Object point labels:
--------------------------------------------------
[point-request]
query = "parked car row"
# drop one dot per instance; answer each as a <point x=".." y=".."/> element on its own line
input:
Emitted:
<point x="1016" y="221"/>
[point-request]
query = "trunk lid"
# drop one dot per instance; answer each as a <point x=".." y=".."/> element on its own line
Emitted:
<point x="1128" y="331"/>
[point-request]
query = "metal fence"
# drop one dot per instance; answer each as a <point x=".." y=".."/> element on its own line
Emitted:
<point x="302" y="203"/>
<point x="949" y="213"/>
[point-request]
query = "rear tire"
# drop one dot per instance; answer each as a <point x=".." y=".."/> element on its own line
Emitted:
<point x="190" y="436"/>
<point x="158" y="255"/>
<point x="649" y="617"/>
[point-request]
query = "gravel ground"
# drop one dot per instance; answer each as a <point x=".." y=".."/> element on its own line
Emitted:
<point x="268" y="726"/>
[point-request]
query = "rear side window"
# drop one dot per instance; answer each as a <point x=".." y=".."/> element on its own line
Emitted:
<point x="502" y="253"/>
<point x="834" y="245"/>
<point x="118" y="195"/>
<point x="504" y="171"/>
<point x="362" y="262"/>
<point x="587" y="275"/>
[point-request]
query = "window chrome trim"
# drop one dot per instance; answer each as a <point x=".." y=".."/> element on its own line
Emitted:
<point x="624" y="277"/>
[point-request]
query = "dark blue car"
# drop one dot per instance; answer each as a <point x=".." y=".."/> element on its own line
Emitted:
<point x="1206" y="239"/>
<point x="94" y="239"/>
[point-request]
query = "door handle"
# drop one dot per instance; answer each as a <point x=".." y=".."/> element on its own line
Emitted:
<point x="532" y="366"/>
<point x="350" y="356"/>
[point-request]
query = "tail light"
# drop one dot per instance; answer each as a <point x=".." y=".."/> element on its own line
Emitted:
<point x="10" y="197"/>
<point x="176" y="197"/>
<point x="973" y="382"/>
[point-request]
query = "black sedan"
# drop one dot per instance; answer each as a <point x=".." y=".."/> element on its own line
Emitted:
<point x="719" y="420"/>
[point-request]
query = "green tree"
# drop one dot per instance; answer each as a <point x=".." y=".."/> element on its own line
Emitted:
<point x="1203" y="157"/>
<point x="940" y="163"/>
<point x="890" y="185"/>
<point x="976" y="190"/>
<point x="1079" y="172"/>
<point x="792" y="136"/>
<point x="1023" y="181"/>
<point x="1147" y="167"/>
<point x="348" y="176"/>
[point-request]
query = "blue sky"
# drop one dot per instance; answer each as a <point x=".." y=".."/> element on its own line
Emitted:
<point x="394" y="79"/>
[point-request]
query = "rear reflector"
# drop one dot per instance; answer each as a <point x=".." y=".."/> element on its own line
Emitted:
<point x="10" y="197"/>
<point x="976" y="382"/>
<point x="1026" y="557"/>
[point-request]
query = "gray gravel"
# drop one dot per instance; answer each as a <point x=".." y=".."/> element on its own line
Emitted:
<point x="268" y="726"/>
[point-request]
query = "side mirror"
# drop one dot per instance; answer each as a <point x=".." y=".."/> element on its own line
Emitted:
--------------------------------------------------
# WRITTEN INSTRUCTION:
Output the lines above verbatim and in full.

# ANSWER TO THE EXERCISE:
[point-request]
query = "parked car row"
# drop one dot per instance; answer each as a <point x=".." y=".."/> element on its own line
input:
Emitted:
<point x="1016" y="221"/>
[point-request]
query = "trunk lid"
# drop one dot per instance; answer each as a <point x=".." y=".."/> element on its own line
Emitted:
<point x="1128" y="331"/>
[point-request]
query = "metal fence"
# drop one dot per instance; answer each as a <point x=".." y=".."/> element on its own line
Emitted:
<point x="302" y="203"/>
<point x="949" y="213"/>
[point-request]
query = "rear tire"
# drop one dot per instance; answer each as a <point x=".." y=".."/> element on its own line
Emitted:
<point x="190" y="436"/>
<point x="158" y="255"/>
<point x="649" y="617"/>
[point-request]
query = "gravel ground"
# drop one dot per instance; answer each as a <point x=".." y=".."/> element on its own line
Emitted:
<point x="268" y="726"/>
[point-request]
query = "rear side window"
# drop one dot per instance; answer each as a <point x=".." y=".."/> element on its own line
Emitted:
<point x="502" y="253"/>
<point x="834" y="245"/>
<point x="118" y="195"/>
<point x="504" y="171"/>
<point x="362" y="262"/>
<point x="587" y="275"/>
[point-request]
query = "window chrome trim"
# drop one dot per instance; answer each as a <point x=".." y=".."/> element on its own line
Emitted:
<point x="624" y="277"/>
[point-request]
query = "dark blue car"
# drop one dot per instance; answer each as a <point x=".." y=".."/> element on its own line
Emitted:
<point x="1206" y="239"/>
<point x="94" y="239"/>
[point-request]
query = "door handle"
# drop one dot per instance; answer each as a <point x=".." y=".."/> element on its own line
Emitted:
<point x="532" y="366"/>
<point x="350" y="356"/>
[point-request]
query = "tail light"
# drop one dot per instance; answer each as a <point x=".." y=".."/> element on its own line
Emitted:
<point x="10" y="197"/>
<point x="176" y="197"/>
<point x="973" y="382"/>
[point-request]
query = "black sedan"
# drop one dot per instance; answer each as a <point x=".." y=".."/> element on its own line
Emitted:
<point x="719" y="420"/>
[point-request]
query = "green tree"
# drop one dot per instance; answer each as a <point x=".." y=".."/> element on its own line
Emitted:
<point x="1203" y="157"/>
<point x="940" y="163"/>
<point x="890" y="185"/>
<point x="976" y="190"/>
<point x="1079" y="172"/>
<point x="792" y="136"/>
<point x="1023" y="181"/>
<point x="1147" y="167"/>
<point x="348" y="176"/>
[point-request]
query = "blue sky"
# drop one dot per instance; answer each as a <point x=".." y=".."/> element on its own line
Emitted:
<point x="394" y="79"/>
[point-request]
query = "rear reflector"
# drop one dot per instance; answer each as a <point x=".." y=".."/> element on its own line
Emitted:
<point x="10" y="197"/>
<point x="976" y="382"/>
<point x="1026" y="557"/>
[point-request]
query = "gray gravel"
# drop one dot per instance; answer each as a <point x=".." y=".."/> element on its own line
Emitted:
<point x="268" y="726"/>
[point-request]
query = "side mirror"
# drop one dot per instance; answer each as a <point x=".." y=".."/> element on its own line
Emitted:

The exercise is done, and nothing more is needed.